-- Start Listing --

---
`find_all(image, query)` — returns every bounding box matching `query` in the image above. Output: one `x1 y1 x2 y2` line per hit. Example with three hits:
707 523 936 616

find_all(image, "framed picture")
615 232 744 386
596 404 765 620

-- End Listing --

## Task to carry out
Rewrite all of the material, putting "rectangle" in place of "bounding box" and leaving everything else unchanged.

## Result of the task
---
`find_all(image, query)` — returns every rectangle matching `query` in the image above. Output: one `x1 y1 x2 y2` line per hit. Example with three hits:
707 523 936 616

find_all(image, "framed picture")
615 232 744 386
596 404 765 620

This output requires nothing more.